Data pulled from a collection
+---+

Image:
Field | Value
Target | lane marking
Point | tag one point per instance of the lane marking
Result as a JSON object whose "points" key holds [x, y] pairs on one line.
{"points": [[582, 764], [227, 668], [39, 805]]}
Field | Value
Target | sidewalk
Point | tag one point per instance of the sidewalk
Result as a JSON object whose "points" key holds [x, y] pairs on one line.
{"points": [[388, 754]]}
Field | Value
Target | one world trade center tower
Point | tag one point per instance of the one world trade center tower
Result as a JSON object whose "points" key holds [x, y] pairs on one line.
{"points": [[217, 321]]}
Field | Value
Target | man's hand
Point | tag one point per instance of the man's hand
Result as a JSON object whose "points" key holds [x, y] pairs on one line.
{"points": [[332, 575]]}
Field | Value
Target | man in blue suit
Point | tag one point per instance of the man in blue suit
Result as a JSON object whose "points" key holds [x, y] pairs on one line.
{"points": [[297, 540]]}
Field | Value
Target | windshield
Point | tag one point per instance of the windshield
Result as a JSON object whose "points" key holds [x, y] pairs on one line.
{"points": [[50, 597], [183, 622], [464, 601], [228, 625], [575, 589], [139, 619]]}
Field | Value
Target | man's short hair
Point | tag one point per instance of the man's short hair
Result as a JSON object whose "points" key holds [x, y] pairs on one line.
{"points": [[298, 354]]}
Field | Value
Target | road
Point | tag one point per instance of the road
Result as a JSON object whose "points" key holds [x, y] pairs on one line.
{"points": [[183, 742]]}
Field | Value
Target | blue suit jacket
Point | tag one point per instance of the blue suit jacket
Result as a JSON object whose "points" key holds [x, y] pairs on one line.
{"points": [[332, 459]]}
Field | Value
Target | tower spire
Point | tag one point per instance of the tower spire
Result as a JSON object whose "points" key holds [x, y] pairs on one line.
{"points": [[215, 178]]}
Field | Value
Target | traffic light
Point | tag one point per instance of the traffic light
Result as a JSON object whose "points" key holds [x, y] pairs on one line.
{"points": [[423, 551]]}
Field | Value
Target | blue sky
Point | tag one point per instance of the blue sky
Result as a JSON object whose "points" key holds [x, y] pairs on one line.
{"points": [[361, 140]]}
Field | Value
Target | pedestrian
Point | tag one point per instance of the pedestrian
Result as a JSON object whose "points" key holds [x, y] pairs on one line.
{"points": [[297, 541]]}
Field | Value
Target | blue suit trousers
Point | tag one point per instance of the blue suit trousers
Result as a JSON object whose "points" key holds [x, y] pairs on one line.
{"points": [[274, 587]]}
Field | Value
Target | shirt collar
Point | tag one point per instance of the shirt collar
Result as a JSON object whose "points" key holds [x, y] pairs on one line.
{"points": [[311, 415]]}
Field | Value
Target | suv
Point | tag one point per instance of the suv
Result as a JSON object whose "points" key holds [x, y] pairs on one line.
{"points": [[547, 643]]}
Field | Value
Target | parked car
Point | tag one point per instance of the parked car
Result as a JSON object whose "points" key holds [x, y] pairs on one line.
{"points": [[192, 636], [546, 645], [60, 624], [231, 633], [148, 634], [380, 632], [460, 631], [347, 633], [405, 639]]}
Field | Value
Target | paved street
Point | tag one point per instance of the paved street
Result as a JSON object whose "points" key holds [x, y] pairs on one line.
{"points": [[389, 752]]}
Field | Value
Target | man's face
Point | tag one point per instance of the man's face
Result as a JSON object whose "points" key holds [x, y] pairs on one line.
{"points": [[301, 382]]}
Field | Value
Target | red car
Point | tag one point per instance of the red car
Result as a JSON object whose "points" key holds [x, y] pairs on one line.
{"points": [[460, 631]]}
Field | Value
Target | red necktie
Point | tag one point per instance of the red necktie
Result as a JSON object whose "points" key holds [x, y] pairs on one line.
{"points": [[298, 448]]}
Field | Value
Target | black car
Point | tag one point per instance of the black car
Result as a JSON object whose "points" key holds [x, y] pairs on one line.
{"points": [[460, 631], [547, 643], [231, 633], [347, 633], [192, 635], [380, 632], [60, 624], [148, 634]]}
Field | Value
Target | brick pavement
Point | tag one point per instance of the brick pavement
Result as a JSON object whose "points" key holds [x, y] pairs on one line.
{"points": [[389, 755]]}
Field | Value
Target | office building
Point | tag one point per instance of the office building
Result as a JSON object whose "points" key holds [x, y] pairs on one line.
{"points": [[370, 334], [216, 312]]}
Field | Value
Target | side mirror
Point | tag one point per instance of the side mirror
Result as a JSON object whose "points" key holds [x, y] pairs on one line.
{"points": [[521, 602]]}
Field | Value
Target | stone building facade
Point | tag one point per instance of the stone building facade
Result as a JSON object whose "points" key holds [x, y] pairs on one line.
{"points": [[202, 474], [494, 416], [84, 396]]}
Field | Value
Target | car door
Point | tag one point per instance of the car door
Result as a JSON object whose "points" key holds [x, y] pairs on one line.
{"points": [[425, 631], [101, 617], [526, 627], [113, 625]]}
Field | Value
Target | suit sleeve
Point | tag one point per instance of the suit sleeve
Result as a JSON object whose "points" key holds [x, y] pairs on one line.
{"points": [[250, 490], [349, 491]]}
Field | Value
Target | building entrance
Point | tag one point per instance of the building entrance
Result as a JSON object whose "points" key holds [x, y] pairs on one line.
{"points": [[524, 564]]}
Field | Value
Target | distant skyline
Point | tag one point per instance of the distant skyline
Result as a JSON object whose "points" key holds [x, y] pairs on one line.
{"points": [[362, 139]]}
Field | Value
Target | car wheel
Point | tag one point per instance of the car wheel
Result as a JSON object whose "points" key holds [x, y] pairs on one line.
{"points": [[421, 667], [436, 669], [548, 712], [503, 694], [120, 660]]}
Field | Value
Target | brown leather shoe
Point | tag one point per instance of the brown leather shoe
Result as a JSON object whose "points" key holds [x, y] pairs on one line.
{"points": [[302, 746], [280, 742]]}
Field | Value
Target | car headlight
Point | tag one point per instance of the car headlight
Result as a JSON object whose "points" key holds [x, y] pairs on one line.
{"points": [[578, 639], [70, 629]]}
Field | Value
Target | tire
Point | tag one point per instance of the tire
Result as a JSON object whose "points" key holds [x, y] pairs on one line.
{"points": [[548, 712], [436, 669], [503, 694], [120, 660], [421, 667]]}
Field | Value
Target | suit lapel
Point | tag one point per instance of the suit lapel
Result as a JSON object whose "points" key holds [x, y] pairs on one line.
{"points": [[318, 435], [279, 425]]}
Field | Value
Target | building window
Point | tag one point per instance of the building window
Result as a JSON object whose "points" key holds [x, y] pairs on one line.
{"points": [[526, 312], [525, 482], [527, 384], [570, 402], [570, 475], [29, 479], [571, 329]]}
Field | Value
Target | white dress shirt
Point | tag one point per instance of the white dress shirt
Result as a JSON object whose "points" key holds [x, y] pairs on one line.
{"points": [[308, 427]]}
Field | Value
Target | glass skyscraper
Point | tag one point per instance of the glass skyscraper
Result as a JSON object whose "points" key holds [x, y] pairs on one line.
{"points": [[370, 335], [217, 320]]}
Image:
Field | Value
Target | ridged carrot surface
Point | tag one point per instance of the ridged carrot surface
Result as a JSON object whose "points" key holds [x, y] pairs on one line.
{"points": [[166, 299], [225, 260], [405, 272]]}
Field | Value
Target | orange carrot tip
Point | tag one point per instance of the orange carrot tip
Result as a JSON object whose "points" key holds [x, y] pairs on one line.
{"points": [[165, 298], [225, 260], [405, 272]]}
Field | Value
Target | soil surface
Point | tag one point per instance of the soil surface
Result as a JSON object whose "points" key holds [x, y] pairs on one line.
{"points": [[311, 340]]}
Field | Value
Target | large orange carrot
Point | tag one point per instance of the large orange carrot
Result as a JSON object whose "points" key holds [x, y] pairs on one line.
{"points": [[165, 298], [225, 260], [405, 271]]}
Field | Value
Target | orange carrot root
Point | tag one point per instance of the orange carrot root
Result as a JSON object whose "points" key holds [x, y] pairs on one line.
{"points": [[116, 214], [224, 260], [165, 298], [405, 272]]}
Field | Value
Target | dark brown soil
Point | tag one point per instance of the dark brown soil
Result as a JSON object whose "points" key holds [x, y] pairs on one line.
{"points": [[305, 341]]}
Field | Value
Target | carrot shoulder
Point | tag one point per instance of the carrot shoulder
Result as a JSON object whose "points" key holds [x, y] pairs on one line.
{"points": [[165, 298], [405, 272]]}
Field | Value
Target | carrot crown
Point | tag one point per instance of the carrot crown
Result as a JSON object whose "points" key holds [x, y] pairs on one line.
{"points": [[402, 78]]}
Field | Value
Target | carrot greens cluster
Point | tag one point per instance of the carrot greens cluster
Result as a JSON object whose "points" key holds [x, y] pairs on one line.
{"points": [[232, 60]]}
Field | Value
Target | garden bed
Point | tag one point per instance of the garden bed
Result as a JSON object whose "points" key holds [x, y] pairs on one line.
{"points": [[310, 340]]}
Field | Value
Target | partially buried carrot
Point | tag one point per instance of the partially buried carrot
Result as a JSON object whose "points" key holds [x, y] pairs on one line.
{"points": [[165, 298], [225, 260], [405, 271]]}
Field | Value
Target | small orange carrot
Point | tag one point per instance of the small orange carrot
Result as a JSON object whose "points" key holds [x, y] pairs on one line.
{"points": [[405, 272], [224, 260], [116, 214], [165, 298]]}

+---+

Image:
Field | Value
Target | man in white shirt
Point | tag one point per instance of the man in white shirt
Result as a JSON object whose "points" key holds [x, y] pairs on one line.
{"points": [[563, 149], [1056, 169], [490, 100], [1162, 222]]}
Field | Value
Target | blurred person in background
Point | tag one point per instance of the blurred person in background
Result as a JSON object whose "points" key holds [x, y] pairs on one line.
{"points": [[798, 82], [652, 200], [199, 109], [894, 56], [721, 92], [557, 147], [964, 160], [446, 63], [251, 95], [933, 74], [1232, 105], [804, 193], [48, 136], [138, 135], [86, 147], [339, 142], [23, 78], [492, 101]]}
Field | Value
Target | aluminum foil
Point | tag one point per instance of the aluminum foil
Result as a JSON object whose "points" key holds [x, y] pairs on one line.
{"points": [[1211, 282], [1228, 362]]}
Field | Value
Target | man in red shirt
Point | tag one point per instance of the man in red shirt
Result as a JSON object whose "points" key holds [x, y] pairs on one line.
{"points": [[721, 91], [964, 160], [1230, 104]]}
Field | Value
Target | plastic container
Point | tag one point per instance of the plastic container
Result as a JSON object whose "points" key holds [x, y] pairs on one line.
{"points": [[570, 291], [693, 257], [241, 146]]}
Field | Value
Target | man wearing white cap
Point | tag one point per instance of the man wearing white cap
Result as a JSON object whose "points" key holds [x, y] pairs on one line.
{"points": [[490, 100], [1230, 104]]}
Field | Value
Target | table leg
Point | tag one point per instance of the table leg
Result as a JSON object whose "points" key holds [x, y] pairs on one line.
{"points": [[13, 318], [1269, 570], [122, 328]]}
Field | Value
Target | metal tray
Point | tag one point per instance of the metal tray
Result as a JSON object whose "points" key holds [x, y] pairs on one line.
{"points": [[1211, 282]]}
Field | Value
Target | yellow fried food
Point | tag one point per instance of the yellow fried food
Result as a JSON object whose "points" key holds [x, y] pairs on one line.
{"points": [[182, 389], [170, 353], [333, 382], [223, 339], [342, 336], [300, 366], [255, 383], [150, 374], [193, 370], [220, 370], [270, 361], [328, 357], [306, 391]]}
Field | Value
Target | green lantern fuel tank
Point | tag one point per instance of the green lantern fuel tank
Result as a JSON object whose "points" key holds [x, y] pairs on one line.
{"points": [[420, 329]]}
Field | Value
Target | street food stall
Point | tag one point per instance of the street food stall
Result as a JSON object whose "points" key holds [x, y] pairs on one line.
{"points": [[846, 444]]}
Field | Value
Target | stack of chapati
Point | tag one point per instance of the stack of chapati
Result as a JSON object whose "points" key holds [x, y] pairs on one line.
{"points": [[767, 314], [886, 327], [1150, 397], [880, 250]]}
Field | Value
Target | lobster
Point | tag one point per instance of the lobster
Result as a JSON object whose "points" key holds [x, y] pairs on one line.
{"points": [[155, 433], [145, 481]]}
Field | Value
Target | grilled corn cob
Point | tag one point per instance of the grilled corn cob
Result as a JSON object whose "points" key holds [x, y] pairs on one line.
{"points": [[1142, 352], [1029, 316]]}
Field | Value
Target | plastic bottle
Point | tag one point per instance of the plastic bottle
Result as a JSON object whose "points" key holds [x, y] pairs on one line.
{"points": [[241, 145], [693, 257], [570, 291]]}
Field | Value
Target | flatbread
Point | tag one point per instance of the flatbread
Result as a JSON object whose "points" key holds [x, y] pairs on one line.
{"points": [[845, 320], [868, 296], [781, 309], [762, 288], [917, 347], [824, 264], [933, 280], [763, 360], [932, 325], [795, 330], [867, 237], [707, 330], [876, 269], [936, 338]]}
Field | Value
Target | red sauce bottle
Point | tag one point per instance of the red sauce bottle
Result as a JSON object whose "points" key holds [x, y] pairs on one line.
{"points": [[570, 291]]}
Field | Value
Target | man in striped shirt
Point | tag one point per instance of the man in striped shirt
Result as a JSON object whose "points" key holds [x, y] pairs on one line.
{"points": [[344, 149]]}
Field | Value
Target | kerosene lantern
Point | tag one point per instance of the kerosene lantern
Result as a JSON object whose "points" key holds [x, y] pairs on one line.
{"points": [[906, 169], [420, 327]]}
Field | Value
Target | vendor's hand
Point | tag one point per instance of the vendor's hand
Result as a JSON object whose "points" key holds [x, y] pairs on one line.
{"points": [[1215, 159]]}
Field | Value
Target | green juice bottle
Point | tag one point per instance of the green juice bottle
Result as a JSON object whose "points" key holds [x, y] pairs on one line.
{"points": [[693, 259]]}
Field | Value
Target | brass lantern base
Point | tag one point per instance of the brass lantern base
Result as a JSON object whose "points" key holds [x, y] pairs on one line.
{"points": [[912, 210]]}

+---+

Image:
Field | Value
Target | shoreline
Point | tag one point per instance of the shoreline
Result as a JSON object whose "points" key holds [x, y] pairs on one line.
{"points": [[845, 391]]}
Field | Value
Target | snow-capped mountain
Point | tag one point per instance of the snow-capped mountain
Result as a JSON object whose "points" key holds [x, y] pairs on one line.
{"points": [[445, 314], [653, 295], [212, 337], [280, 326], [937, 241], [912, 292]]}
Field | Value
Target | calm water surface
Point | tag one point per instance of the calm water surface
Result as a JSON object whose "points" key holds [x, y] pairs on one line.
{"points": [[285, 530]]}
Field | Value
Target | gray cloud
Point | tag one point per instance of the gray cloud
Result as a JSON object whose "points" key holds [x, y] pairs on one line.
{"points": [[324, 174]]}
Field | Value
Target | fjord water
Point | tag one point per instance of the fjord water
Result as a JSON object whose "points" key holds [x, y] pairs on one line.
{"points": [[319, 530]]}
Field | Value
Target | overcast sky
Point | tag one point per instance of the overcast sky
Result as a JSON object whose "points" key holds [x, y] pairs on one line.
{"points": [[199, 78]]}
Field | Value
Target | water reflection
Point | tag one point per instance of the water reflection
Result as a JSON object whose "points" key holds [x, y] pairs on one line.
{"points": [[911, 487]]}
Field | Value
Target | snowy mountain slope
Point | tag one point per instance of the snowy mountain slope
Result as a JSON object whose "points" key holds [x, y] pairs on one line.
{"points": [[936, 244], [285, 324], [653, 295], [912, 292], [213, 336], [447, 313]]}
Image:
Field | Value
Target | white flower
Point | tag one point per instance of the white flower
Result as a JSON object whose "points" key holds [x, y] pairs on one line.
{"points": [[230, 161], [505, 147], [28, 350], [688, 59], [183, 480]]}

+---+

- [Problem statement]: Report every line in the rows above that contains the string "aluminum".

- [Answer below]:
Target | aluminum foil
Point | tag one point per instance of the aluminum foil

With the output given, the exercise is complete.